# [Aim of the exercise]
From the edge deployment page below, retype everything from "How the HLM-Nano" down to "polynomial-Hopfield forward pass.", with no character changed.

* START Excerpted text *

Skip to content

Edge Deployment Paths

How the HLM-Nano and HLM-Micro checkpoints reach real hardware. Three viable paths today, with explicit caveats about what is verified end-to-end and what is reference math waiting for a target board.

Status

Two of the three paths work today end to end. The third (Nano on bare MCU via the C reference kernel) has correct math and a complete cross-compile recipe but has not yet been flashed to a physical board.

Path A — Nano on bare MCU (C99 reference kernel)

A dependency-free C99 implementation of the Nano forward pass, with zero malloc, all allocations static. Loads model.int8.bin + scales from model.int8.json, runs the polynomial-Hopfield forward pass.

What ships:

  • the C99 Nano kernel headers — 433 lines, dependency-free
  • micro/code/nano/c_kernel/test_harness.c — desktop validation harness
  • micro/code/nano/c_kernel/Makefile — host + AVR + Cortex-M targets
  • micro/code/nano/hlm_nano_demo/ — Arduino IDE sketch that runs the tiny preset and prints predictions over Serial
  • micro/code/nano/tools/bin2c.py — regenerates model_data.h + scales.h for the sketch after retraining

Cross-compile recipes:

bash
# Host (verify the math)
cd micro/code/nano/c_kernel
make
./test_harness ../../../checkpoints/output-nano-tiny-v0/model.int8.json \
               ../../../checkpoints/output-nano-tiny-v0/model.int8.bin

# Arduino Uno (ATmega328P, 2 KB SRAM, 32 KB flash)  — v1 work, see caveat below
make TARGET=avr

# nRF52, STM32L4, Teensy 4 (Cortex-M4 + FPU)
make TARGET=arm-m4

# STM32L0, Pi Pico (Cortex-M0+)
make TARGET=arm-m0

Arduino IDE path: open micro/code/nano/hlm_nano_demo/hlm_nano_demo.ino, pick the target board, upload. The sketch prints the predicted class and logits over Serial every two seconds on a synthetic impact signature.

Static state by preset:

PresetParamsINT8 sizeC-kernel static stateFits
Nano-Tiny1,5251.5 KB~6.5 KBnRF52, STM32L4, RP2040, Teensy, ESP32
Nano-Small2,8052.8 KB~12 KBnRF52, STM32L4, RP2040, Teensy, ESP32
Nano-Micro6,6226.5 KB~27 KBRP2040, Teensy, ESP32, large STM32

Caveats:

  1. Not yet validated on a flashed board. Math is verified — the C kernel reproduces the Python reference's prediction on the synthetic impact signature, and the INT8 quantization step (600 eval samples) confirms dequant matches FP32 accuracy. The next step is flashing one of the target boards.
  2. Arduino Uno (AVR) needs the v1 variant. Current sketch uses regular flash for the model and float activations. ATmega328P (2 KB SRAM, no FPU) needs the planned INT16 fixed-point + PROGMEM variant before it fits.

* END Excerpted text *
* START Items *

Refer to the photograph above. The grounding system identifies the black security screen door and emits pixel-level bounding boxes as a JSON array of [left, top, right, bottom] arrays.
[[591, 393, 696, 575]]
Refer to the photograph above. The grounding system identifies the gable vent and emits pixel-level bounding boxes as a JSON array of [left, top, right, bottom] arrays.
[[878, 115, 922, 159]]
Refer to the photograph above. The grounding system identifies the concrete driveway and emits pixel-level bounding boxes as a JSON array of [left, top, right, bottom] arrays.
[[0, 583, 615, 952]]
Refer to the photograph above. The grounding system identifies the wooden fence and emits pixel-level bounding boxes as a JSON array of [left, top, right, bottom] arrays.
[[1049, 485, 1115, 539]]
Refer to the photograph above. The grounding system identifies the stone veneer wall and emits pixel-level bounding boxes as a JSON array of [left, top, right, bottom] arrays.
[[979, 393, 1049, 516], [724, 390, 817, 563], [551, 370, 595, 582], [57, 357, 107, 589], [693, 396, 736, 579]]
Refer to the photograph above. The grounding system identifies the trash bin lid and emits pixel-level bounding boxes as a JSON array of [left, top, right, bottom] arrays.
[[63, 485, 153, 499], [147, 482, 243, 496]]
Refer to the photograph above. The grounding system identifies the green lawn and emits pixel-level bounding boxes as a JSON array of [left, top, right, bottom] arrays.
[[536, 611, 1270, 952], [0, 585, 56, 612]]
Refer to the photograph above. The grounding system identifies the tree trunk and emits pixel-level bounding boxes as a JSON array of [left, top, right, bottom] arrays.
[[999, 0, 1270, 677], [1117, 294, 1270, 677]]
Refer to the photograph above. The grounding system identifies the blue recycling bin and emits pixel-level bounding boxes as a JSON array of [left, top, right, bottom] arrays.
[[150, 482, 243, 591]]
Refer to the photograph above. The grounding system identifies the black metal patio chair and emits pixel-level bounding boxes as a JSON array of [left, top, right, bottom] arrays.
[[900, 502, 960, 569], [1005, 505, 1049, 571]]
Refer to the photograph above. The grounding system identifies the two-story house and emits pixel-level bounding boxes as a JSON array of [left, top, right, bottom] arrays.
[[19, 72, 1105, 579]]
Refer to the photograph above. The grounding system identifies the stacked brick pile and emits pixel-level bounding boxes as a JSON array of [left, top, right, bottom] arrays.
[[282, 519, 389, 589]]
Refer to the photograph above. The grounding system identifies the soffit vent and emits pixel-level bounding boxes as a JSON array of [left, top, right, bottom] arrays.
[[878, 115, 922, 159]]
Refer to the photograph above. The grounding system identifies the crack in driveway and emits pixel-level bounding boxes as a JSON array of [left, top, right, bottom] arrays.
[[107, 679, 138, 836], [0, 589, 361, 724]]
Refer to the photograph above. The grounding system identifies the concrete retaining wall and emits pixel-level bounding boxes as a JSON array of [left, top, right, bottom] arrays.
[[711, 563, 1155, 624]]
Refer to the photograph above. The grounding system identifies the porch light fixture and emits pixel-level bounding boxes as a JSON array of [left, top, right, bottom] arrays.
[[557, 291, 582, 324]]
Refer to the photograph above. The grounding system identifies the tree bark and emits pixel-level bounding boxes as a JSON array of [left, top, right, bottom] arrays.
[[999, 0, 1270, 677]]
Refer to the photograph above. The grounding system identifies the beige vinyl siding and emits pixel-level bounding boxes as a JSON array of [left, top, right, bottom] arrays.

* END Items *

# [Exercise output]
How the HLM-Nano and HLM-Micro checkpoints reach real hardware. Three viable paths today, with explicit caveats about what is verified end-to-end and what is reference math waiting for a target board.

Status

Two of the three paths work today end to end. The third (Nano on bare MCU via the C reference kernel) has correct math and a complete cross-compile recipe but has not yet been flashed to a physical board.

Path A — Nano on bare MCU (C99 reference kernel)

A dependency-free C99 implementation of the Nano forward pass, with zero malloc, all allocations static. Loads model.int8.bin + scales from model.int8.json, runs the polynomial-Hopfield forward pass.